Each entry must appear again exactly as it does in the source.

··· PROVIDED RECORDS ···

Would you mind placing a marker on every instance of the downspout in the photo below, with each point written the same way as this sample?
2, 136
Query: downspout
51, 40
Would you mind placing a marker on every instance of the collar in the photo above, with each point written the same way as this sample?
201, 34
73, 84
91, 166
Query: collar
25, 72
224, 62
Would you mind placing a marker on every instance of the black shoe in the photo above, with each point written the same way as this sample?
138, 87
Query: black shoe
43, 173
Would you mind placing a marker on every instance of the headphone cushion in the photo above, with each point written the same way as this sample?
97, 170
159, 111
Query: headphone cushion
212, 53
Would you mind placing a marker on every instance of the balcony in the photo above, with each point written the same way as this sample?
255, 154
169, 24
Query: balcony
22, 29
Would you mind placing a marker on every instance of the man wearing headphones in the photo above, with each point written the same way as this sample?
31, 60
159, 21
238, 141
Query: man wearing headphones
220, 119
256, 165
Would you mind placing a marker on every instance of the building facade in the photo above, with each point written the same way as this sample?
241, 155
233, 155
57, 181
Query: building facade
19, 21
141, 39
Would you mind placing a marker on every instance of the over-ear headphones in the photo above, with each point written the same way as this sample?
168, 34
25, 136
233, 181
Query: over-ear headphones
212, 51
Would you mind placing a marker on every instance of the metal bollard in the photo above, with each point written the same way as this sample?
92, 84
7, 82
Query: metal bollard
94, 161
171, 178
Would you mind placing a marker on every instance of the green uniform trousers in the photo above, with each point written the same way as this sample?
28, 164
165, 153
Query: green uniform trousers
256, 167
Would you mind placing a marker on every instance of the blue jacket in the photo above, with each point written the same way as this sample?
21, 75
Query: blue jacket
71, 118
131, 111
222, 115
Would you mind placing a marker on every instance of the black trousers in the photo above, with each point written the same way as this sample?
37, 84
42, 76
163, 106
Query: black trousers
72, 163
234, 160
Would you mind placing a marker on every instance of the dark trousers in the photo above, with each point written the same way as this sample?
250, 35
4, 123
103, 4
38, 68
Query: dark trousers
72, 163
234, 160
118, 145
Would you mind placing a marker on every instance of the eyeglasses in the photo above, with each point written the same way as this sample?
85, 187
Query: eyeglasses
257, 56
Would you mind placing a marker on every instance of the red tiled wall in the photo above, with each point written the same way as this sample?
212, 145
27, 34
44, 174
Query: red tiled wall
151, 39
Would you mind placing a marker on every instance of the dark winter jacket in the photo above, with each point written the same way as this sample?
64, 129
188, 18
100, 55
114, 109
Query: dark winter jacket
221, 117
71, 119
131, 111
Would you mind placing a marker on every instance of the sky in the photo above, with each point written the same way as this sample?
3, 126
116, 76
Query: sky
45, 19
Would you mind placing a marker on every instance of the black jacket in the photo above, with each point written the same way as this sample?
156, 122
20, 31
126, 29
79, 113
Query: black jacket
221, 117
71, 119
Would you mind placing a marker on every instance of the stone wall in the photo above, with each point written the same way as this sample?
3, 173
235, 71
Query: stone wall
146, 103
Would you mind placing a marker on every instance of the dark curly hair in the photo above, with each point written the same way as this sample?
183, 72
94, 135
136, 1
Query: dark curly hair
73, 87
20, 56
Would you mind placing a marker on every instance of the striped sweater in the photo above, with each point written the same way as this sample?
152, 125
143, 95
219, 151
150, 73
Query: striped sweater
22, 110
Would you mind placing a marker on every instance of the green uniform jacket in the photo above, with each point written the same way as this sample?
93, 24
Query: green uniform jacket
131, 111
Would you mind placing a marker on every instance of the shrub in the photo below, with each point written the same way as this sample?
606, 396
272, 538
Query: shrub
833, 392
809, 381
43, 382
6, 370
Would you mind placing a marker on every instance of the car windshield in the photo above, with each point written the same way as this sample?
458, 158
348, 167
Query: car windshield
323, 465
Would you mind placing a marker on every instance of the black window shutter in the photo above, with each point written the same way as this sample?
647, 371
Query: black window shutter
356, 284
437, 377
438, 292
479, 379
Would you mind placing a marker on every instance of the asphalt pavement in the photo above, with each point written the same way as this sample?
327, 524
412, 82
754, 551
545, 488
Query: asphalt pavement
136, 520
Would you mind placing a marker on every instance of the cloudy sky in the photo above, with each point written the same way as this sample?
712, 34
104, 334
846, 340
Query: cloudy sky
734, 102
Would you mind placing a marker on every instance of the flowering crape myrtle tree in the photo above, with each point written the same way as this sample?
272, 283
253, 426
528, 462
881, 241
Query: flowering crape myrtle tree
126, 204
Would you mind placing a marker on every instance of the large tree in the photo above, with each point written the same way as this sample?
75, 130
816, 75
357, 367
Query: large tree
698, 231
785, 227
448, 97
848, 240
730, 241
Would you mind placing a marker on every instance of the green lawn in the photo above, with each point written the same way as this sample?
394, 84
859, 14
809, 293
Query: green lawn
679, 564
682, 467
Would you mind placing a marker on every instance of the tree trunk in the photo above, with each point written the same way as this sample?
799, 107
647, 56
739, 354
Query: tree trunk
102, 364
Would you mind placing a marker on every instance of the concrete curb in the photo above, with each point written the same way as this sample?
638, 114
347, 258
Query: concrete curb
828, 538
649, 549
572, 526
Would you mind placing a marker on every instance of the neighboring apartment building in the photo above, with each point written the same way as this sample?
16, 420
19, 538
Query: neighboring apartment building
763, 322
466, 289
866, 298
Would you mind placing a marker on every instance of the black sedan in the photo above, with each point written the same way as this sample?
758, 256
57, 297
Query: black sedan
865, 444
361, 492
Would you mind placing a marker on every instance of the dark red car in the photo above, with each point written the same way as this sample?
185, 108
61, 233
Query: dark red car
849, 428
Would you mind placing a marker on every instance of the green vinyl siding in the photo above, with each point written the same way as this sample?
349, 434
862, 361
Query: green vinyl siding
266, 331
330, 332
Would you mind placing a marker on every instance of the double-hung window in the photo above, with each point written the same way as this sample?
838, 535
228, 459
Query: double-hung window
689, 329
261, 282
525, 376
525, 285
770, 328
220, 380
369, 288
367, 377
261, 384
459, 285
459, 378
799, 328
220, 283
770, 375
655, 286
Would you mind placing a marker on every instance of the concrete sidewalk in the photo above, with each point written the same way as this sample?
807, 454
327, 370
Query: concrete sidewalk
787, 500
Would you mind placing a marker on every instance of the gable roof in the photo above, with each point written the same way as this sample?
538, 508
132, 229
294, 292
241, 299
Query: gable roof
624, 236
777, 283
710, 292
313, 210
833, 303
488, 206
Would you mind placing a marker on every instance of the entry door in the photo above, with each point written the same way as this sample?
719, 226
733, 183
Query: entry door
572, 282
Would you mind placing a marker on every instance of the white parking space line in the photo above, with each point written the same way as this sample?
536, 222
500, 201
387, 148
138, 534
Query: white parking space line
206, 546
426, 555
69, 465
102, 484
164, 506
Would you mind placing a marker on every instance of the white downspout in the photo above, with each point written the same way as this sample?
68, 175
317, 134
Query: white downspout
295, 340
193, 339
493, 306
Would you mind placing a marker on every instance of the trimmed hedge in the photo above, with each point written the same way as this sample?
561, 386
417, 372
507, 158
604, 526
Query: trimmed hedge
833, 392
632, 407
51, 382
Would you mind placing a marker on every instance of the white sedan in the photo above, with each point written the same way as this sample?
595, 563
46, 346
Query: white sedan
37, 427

···

OUTPUT
Would you mind placing a marker on every instance of the downspout in the photo below, with each point written the same way as this sample?
2, 136
Query: downspout
51, 40
Would you mind placing a marker on every instance of the collar in the photo above, with each point written the same way as this sample?
201, 34
73, 84
91, 166
Query: collar
25, 72
224, 62
Would you mind placing a marker on every instance of the black shoe in the photo above, with each point written the same way as this sample?
138, 87
Query: black shoe
43, 173
Would you mind placing a marker on every instance of the headphone cushion in the photo above, with each point written the same way as this sample?
97, 170
159, 111
Query: headphone cushion
212, 53
Would you mind placing a marker on every instance of the balcony in the photo above, with each point written the same way as this sample?
255, 154
169, 24
Query: balcony
22, 29
Would you mind placing a marker on every instance of the man wearing headphones in the photo above, with each point written the same way as this sample?
31, 60
159, 21
238, 141
Query: man wearing headphones
220, 119
256, 165
Would you mind placing a marker on every instance of the building facade in the photo above, with each point written the same way as this sample?
241, 155
233, 155
57, 181
Query: building facade
19, 21
141, 39
Would you mind placing a marker on every instance of the over-ear headphones in the photo above, with each point written the same way as this sample?
168, 34
25, 136
233, 181
Query: over-ear headphones
212, 51
Would you mind placing a marker on every instance of the metal bollard in the photo above, with each point written the same way as this sample?
92, 84
7, 82
Query: metal bollard
94, 161
171, 178
Would you mind placing a marker on every instance of the green uniform trousers in the photo above, with each point written the same way as this sample?
28, 164
165, 153
Query: green uniform trousers
256, 167
Would you mind placing a marker on every instance of the blue jacket in the photo above, with each point written the same way as this sample?
21, 75
Query: blue jacket
71, 118
131, 111
222, 115
Would you mind placing a marker on every instance of the black trousers in the photo above, with each point written the same way as this sample?
37, 84
42, 76
163, 106
Query: black trousers
72, 163
234, 160
Would you mind placing a marker on every instance of the dark trousers in the photo above, with each point written the same way as this sample?
250, 35
4, 123
103, 4
38, 68
Query: dark trousers
72, 163
234, 160
118, 145
Would you mind placing a marker on every instance of the eyeglasses in the photo above, with each point written the same way as this sample?
85, 187
Query: eyeglasses
257, 56
Would you mind placing a marker on every instance of the red tiled wall in the photo above, with each point written the same way as this sample?
212, 145
27, 34
44, 174
Query: red tiled wall
151, 39
Would you mind placing a marker on every instance of the dark winter jacket in the photo above, with each point written the same way as this sample?
64, 129
188, 18
100, 55
114, 109
Query: dark winter jacket
221, 117
71, 119
131, 111
Would you mind placing a marker on every instance of the sky in the photo above, with each point written the same way as this sample?
3, 126
116, 76
Query: sky
45, 19
Would you mind placing a marker on every instance of the black jacket in the photo above, with each point written the same way as this sample?
156, 122
20, 31
126, 29
79, 113
Query: black jacket
221, 117
71, 119
Would you mind placing a marker on every instance of the stone wall in the photo above, with each point written the same way as this sample?
3, 173
235, 71
Query: stone wall
146, 103
Would you mind placing a marker on every instance of the dark curly hair in the photo above, with each point written the same way as this sample?
183, 72
94, 135
136, 1
Query: dark curly hair
73, 87
20, 56
Would you mind placing a marker on every instance of the striped sweater in the photo above, with each point written the same way as this sample?
152, 125
143, 95
219, 151
150, 73
Query: striped sweater
22, 110
Would you mind placing a marker on every instance of the green uniform jacket in the photo above, with each point written the same way as this sample?
93, 24
Query: green uniform jacket
131, 111
Would you mind placing a marker on every instance of the shrub in the photo below, with each point written the same way as this sample?
606, 396
272, 538
Query: shrub
833, 392
809, 381
43, 382
6, 370
Would you mind placing a marker on every instance of the car windshield in the photo above, with each point written the same way as this sample?
458, 158
348, 167
Query: car windshield
323, 465
Would you mind placing a marker on every instance of the black window shutter in the photo above, with each point written the same way as this sample?
647, 371
Query: black window shutter
356, 284
437, 377
438, 292
479, 379
Would you mind placing a marker on every instance of the asphalt pavement in the photo above, with each point written the same way as this sample?
327, 524
412, 82
754, 551
545, 488
Query: asphalt pavement
136, 520
Would you mind placing a marker on every instance of the cloudy sky in the photo above, with each point written the same way as this sample?
712, 34
104, 334
846, 340
Query: cloudy sky
734, 102
Would you mind placing a marker on every instance of the flowering crape myrtle tree in the photo above, with each point written the same way as this sample?
272, 283
253, 426
528, 462
881, 241
Query: flowering crape myrtle tree
126, 204
Would you mind placing a marker on every instance of the large tree in the photo above, with each point written the same way as this sample?
75, 130
816, 75
357, 367
Query: large tree
698, 231
785, 227
448, 97
848, 240
730, 241
Would you mind placing a marker on every instance of the green lawn in the photo above, with each point written the same way as this sample?
394, 84
859, 14
809, 293
Query: green lawn
679, 564
682, 467
Would you mind placing a marker on every instance of the tree trunk in the photo above, with each point written the same way as this sample?
799, 107
647, 56
739, 354
Query: tree trunk
102, 364
Would you mind placing a marker on every instance of the concrete curb in the photo above, with each point written the same way as this sample?
638, 114
347, 258
Query: concrete curb
828, 538
649, 549
572, 526
Would you mind placing a marker on every instance of the neighboring apartment building in the photo above, with each point written the same way as this sample?
16, 420
19, 538
Query: neighboring apartment building
763, 322
466, 289
866, 298
Would you mind placing a marker on every instance of the black sedan in the photo above, with each point written the same way as this sample?
758, 256
57, 297
Query: black sedan
865, 444
361, 492
Would you mind placing a marker on every instance of the dark red car in the photo above, with each point written the same way as this sample?
185, 108
61, 233
Query: dark red car
849, 428
Would you mind placing a marker on every instance of the green vinyl siding in the photo above, with each point written the same way as this sample?
349, 434
862, 361
Query: green vinyl siding
266, 331
330, 332
Would you mind placing a marker on every instance of the double-hung window in the photo above, with each point written the same way as this sample?
838, 535
228, 459
Query: double-hung window
689, 329
261, 282
525, 376
525, 285
770, 328
220, 380
369, 288
367, 377
261, 384
459, 285
459, 378
799, 328
220, 283
770, 375
655, 286
Would you mind placing a marker on every instance of the concrete sidewalk in the photo above, with each point written the same way as this sample?
807, 454
327, 370
Query: concrete sidewalk
787, 500
Would you mind placing a marker on every instance of the gable roof in the photo above, with each point written the same way as this sample?
538, 508
132, 229
294, 292
241, 299
Query: gable roof
624, 236
777, 283
710, 292
313, 210
833, 303
488, 206
Would you mind placing a marker on every instance of the entry door in the photo above, with each point written the same way as this sample?
719, 226
733, 183
Query: entry door
572, 282
Would you mind placing a marker on every instance of the white parking space line in the photo above, with each point written the same way as this sample?
536, 222
500, 201
387, 148
138, 534
Query: white parking space line
206, 546
426, 555
69, 465
102, 484
164, 506
Would you mind placing a marker on every instance of the white downspout in the photo above, with each point written the same way as this sample?
68, 175
317, 134
Query: white downspout
295, 340
193, 339
493, 306
Would you mind placing a marker on every instance of the trimmed hedge in the photo above, with each point written the same way as this sample?
561, 386
417, 372
507, 158
604, 526
Query: trimmed hedge
833, 392
632, 407
51, 382
Would you mind placing a marker on every instance of the white sedan in the photo above, with each point written the same way as this sample?
595, 563
46, 346
Query: white sedan
37, 427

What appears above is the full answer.